-- BEGIN Extract to read --

Thursday, July 24, 2008

Selling volatility in the sports betting market

I have always been intrigued by what “risk control” really means in banking. I know a lot about banking – but the level of sophistication by which I would control most risks is the “smell test”. Does this seem sensible of itself (and it is not sensible just because everyone else is doing it). If I get it wrong how much does it hurt? All very much the way Warren Buffett claims to judge insurance risks.

But financial mathematics has an attraction. It brings an appearance of precision to some very imprecise arts.

But my test as to whether you really understand financial mathematics is whether you can meaningfully apply it to simple real world problems. If you can get maths to do that it is not wasted and can add something to your risk management.

So – in this line – think of this post as a second year university financial mathematics course without the maths.

-- END Extract to read --

What needs to be done: In the blog post on selling volatility in sports betting, whose way of judging insurance risks does the writer compare the "smell test" to? Rely only on the blog post for this.

-- BEGIN Information shown --

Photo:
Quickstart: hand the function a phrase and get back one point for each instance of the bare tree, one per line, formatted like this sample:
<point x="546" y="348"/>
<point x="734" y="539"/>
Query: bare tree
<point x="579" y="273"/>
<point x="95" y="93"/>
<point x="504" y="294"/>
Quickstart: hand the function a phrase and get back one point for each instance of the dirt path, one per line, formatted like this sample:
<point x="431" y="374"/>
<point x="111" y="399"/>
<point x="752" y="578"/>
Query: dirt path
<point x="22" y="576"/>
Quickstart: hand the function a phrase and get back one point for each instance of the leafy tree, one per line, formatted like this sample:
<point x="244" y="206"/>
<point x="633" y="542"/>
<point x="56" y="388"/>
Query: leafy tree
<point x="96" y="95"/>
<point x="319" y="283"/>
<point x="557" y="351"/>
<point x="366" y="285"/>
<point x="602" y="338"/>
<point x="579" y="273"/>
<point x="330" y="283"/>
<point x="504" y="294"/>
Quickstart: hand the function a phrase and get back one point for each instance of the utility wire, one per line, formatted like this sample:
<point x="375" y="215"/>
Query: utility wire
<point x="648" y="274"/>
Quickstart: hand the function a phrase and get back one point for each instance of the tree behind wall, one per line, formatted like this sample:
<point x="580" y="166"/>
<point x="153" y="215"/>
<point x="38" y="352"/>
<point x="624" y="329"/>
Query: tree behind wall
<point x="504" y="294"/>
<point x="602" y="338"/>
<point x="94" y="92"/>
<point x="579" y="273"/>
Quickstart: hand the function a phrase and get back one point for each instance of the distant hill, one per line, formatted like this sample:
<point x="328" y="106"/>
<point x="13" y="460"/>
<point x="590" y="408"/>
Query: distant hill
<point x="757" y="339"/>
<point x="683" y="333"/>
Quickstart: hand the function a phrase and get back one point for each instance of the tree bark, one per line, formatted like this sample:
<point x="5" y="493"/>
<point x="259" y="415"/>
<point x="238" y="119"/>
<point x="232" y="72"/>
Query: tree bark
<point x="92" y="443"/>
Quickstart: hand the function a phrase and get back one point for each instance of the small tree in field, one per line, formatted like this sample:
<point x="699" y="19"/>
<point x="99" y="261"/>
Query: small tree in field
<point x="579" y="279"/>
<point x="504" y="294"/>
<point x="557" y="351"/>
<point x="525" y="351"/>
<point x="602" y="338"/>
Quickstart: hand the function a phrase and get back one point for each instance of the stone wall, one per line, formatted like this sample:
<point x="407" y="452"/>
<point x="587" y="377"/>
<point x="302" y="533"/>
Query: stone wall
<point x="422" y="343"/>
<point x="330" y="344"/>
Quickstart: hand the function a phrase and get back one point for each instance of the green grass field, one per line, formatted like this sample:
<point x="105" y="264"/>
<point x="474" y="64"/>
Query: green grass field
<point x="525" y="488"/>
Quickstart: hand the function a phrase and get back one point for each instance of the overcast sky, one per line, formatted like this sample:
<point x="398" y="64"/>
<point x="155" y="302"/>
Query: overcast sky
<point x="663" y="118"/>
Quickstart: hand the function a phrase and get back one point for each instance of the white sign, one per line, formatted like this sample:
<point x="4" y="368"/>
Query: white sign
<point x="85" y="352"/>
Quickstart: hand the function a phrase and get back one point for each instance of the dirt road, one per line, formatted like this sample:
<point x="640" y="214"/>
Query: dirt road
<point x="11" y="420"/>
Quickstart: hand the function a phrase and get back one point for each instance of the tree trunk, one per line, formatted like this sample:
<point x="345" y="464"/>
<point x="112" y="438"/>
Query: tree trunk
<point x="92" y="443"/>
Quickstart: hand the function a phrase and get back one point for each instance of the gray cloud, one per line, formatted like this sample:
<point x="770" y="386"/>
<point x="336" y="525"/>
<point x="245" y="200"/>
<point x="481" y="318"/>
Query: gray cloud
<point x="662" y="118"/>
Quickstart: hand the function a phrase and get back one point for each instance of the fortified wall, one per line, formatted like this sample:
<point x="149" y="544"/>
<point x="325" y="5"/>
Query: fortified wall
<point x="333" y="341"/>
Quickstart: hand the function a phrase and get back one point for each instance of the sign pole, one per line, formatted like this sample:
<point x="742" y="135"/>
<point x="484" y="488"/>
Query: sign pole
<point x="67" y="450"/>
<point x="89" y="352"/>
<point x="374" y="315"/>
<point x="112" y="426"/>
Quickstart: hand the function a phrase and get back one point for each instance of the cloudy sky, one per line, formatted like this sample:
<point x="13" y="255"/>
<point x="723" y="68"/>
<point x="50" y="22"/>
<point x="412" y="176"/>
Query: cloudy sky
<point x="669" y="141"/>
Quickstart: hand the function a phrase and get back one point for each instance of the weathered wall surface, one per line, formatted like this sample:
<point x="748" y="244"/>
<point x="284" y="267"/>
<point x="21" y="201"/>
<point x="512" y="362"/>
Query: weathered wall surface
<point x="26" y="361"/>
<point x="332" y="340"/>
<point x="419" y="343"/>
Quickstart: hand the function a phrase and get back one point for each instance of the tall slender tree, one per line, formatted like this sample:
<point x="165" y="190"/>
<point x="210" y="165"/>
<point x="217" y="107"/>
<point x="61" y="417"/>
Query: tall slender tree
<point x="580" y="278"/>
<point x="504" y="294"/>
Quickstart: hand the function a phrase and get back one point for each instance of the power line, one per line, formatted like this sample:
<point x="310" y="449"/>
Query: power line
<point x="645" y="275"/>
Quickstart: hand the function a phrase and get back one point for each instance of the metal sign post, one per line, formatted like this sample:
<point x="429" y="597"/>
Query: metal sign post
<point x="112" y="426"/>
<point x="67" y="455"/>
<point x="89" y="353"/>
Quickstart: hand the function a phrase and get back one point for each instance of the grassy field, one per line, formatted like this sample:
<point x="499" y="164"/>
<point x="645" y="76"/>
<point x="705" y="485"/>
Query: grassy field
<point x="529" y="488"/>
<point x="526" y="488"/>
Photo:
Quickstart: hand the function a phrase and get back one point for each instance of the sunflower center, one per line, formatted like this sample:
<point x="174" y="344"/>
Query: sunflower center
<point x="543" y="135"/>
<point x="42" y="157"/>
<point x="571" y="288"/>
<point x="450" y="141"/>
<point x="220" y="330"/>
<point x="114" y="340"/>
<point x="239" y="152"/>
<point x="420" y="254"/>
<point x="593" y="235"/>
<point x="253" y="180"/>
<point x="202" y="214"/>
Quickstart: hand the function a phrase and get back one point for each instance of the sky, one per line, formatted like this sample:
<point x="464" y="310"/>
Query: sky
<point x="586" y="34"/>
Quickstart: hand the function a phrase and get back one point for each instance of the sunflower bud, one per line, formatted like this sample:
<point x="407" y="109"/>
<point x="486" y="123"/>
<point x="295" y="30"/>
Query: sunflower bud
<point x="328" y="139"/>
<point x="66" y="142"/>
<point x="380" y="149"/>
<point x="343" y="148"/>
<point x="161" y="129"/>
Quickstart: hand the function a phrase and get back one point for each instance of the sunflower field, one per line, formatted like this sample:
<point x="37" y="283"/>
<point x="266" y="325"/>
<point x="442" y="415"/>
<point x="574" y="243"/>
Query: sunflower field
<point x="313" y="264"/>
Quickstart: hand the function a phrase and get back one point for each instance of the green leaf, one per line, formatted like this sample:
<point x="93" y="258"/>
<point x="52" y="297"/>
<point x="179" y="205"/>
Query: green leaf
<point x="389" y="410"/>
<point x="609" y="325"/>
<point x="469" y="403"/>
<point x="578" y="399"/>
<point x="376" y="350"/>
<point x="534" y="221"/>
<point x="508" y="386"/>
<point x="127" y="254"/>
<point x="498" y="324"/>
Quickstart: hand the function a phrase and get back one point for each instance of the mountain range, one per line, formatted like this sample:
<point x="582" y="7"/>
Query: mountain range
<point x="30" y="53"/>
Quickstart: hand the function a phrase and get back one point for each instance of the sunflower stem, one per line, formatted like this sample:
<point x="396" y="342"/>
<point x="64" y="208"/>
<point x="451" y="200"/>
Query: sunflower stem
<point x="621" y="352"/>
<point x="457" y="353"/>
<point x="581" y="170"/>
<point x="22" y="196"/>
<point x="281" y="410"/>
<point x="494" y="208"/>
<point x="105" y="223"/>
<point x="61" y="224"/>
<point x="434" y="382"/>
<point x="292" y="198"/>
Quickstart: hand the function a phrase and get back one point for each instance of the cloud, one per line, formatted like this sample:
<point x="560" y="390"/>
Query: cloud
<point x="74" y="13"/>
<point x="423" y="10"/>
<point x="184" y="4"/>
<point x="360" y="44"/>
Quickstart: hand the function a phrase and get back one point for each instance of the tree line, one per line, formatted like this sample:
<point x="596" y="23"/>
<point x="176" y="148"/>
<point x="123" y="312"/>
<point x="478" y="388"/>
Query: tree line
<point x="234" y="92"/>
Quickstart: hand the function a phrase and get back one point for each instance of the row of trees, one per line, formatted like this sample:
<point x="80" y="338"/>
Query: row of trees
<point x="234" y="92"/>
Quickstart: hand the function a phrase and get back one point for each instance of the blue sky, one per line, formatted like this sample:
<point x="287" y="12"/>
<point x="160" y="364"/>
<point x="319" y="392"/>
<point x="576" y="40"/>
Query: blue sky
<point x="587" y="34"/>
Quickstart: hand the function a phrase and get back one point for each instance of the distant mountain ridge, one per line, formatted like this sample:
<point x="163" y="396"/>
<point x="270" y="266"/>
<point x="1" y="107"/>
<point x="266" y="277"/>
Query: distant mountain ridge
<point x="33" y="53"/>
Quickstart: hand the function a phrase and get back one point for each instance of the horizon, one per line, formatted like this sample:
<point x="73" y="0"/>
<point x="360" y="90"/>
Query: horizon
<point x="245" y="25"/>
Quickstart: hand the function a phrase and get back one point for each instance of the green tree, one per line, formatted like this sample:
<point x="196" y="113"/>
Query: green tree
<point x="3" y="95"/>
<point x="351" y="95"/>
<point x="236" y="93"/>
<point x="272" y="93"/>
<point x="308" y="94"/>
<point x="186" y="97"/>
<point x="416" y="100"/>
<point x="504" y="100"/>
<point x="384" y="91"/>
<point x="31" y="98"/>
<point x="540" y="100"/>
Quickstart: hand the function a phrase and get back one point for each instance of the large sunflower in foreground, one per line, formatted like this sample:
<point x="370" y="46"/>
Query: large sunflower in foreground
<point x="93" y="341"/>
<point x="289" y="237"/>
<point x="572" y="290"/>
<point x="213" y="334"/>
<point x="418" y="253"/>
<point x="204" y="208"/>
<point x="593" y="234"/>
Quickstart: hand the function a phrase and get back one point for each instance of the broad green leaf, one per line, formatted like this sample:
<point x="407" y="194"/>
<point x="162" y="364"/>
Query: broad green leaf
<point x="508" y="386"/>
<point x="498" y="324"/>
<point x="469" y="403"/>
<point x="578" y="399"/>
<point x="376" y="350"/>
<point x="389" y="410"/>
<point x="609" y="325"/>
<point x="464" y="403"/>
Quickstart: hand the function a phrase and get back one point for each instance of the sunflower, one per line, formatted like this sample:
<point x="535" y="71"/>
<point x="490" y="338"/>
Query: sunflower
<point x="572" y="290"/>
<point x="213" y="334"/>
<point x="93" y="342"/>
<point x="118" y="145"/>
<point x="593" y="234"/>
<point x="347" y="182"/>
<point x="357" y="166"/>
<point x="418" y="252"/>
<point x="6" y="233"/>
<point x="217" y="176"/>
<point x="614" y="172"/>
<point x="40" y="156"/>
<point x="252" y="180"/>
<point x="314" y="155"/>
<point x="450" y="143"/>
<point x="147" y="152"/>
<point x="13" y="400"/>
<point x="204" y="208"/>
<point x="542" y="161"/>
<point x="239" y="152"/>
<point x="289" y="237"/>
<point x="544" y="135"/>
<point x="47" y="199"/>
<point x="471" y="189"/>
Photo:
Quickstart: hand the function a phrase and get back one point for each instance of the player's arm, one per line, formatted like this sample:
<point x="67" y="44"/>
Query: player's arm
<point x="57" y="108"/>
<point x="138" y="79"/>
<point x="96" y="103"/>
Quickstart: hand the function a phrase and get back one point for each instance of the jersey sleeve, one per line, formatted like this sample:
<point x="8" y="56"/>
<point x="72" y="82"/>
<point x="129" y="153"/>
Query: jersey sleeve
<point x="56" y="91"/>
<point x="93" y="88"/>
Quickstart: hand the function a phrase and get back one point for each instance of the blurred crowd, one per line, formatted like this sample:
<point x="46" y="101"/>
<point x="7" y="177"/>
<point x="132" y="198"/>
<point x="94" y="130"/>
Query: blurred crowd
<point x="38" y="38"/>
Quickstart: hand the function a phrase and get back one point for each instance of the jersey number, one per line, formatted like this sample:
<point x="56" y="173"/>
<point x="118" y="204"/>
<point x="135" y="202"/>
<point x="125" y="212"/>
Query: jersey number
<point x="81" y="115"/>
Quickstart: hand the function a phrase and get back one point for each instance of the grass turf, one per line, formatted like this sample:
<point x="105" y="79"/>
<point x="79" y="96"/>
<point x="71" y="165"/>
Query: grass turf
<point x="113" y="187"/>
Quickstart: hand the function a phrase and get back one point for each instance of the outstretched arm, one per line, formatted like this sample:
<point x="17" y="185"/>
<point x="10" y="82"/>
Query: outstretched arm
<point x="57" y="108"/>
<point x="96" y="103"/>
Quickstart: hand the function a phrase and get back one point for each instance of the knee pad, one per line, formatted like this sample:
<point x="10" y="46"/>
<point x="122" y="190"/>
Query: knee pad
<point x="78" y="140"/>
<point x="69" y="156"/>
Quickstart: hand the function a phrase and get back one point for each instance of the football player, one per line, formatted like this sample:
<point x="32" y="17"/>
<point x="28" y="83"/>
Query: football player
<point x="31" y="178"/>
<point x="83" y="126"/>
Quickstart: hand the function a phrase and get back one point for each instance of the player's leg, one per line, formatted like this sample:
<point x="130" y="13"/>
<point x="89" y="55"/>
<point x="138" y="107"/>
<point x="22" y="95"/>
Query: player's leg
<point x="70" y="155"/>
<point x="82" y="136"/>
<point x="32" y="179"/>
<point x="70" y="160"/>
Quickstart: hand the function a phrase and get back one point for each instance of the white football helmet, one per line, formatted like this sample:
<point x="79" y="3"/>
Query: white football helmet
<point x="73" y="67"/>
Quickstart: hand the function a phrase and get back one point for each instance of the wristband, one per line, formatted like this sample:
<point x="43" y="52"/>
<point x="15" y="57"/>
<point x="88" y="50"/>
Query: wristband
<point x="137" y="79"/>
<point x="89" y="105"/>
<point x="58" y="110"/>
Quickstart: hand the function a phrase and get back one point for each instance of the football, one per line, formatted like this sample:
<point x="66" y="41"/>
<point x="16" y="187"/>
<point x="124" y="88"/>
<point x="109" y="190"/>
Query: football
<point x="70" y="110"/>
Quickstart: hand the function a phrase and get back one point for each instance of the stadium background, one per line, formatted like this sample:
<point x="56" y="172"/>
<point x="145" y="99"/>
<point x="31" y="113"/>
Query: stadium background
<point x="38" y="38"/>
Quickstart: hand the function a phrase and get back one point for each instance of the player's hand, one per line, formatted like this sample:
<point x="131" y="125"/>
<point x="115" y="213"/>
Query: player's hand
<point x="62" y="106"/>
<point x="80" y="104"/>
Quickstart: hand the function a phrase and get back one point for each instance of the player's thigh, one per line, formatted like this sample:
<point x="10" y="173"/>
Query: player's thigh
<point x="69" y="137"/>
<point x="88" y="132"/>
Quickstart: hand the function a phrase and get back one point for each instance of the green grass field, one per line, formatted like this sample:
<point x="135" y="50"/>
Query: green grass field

-- END Information shown --

Answer to the problem: Warren Buffett's.